▶ _Stated problem_
Lay out every line of the entries below as a Markdown table with the columns "No." and "Line", numbering the rows in order and leaving out blank lines. Leave the pictures out of your answer.

Coordinate annotation entries
## Start

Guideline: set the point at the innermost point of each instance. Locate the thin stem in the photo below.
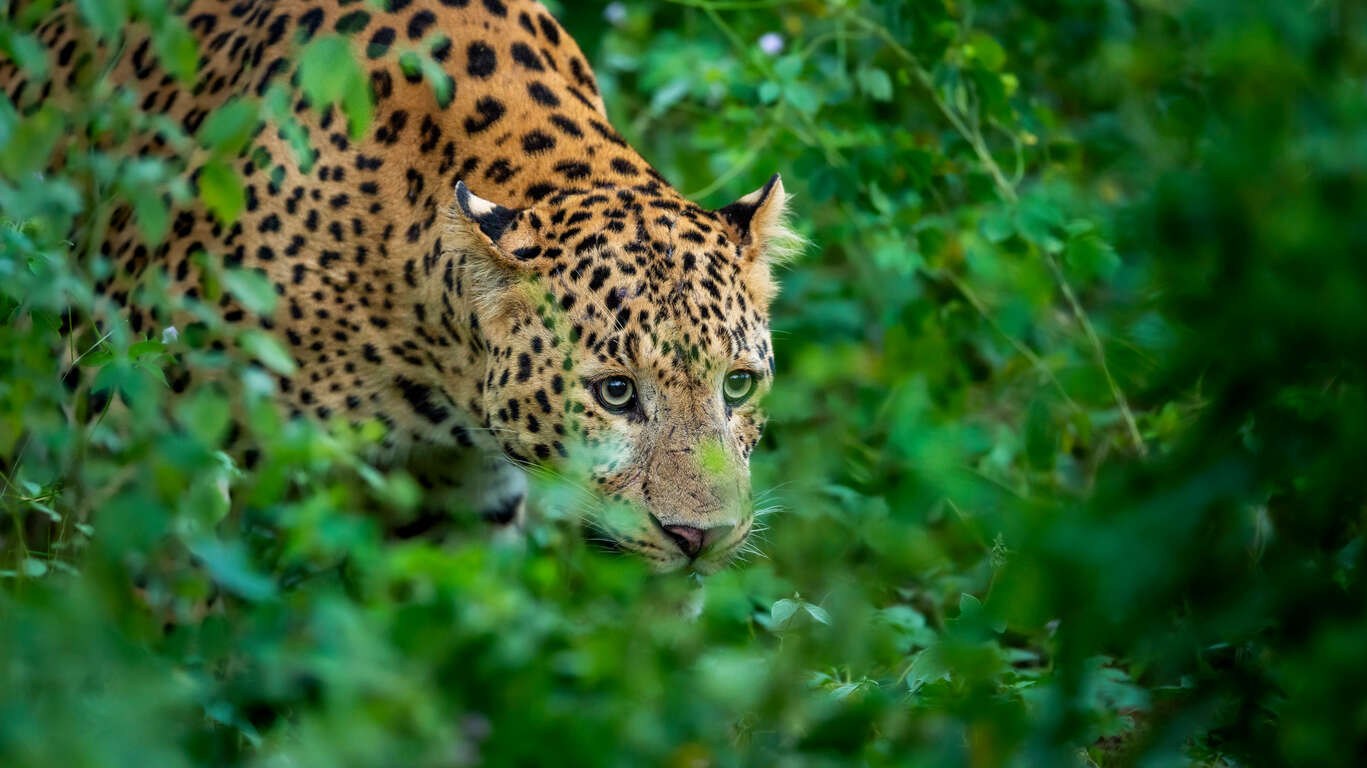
(1016, 343)
(975, 138)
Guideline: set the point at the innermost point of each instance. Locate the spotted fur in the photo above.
(477, 263)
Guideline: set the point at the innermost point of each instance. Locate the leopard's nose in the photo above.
(686, 537)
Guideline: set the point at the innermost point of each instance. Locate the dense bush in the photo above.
(1065, 457)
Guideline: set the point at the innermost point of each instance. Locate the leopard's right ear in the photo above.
(491, 217)
(494, 246)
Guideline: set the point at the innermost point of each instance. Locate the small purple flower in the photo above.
(771, 43)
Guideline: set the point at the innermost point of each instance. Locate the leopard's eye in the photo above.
(615, 392)
(738, 387)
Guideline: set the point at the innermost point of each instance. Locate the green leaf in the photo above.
(222, 192)
(205, 414)
(228, 129)
(330, 74)
(983, 48)
(107, 17)
(1091, 257)
(875, 84)
(153, 215)
(231, 569)
(269, 351)
(26, 51)
(177, 49)
(782, 611)
(32, 142)
(253, 289)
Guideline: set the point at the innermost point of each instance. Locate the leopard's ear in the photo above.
(502, 231)
(759, 227)
(495, 248)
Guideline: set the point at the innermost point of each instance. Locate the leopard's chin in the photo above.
(660, 556)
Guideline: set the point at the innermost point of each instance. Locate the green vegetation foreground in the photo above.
(1064, 451)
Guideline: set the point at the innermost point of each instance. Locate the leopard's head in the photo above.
(628, 346)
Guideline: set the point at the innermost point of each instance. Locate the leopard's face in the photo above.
(629, 349)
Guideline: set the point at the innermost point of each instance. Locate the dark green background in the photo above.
(1065, 461)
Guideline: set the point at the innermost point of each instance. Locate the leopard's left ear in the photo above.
(496, 248)
(759, 226)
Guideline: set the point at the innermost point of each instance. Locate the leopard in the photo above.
(490, 269)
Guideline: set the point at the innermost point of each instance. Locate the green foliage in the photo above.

## End

▶ _Complete response_
| No. | Line |
|---|---|
| 1 | Guideline: set the point at the innermost point of each instance. Locate the thin stem in the photo below. |
| 2 | (1016, 343) |
| 3 | (975, 138) |
| 4 | Guideline: set the point at the innermost point of each instance. Locate the spotted fur in the photo above. |
| 5 | (477, 263) |
| 6 | Guideline: set the point at the innermost point of each instance. Locate the leopard's nose in the photo above. |
| 7 | (686, 537) |
| 8 | Guideline: set the point at the innermost point of each instance. Locate the dense bush in the photo above. |
| 9 | (1065, 457) |
| 10 | Guideline: set the point at the innermost point of each instance. Locate the leopard's right ear in the photo above. |
| 11 | (491, 217) |
| 12 | (494, 246) |
| 13 | Guideline: set the point at the innermost point of each instance. Locate the small purple flower in the photo above. |
| 14 | (771, 43) |
| 15 | Guideline: set the point at the innermost point of each instance. Locate the leopard's eye in the photo above. |
| 16 | (615, 392) |
| 17 | (738, 387) |
| 18 | Guideline: set the point at the innermost point of each instance. Locate the green leaf in the photo above. |
| 19 | (222, 192) |
| 20 | (205, 414) |
| 21 | (228, 129) |
| 22 | (330, 74) |
| 23 | (983, 48) |
| 24 | (107, 17) |
| 25 | (1091, 257) |
| 26 | (875, 84) |
| 27 | (153, 215) |
| 28 | (231, 569) |
| 29 | (269, 351) |
| 30 | (26, 51) |
| 31 | (177, 49) |
| 32 | (782, 611) |
| 33 | (32, 142) |
| 34 | (253, 289) |
| 35 | Guideline: set the point at the innermost point of each instance. Locate the leopard's ear in the photo above. |
| 36 | (502, 231) |
| 37 | (759, 227) |
| 38 | (495, 248) |
| 39 | Guideline: set the point at the innermost point of each instance. Locate the leopard's chin in the photo above. |
| 40 | (660, 556) |
| 41 | Guideline: set the point at the innermost point of each instance. Locate the green vegetation foreground in the photo above. |
| 42 | (1064, 451) |
| 43 | Guideline: set the point at the innermost point of each instance. Locate the leopard's head in the photo above. |
| 44 | (628, 346) |
| 45 | Guideline: set the point at the innermost point of each instance. Locate the leopard's face in the photo above. |
| 46 | (629, 349) |
| 47 | Guideline: set the point at the innermost point of each instance. Locate the dark green background in the photo above. |
| 48 | (1065, 461) |
| 49 | Guideline: set the point at the innermost point of each instance. Locate the leopard's left ear in the photo above. |
| 50 | (496, 248) |
| 51 | (759, 226) |
| 52 | Guideline: set the point at the innermost point of each instance. Locate the leopard in the photo above. |
| 53 | (490, 269) |
| 54 | Guideline: set the point at the innermost point of each instance. Locate the green foliage in the photo above. |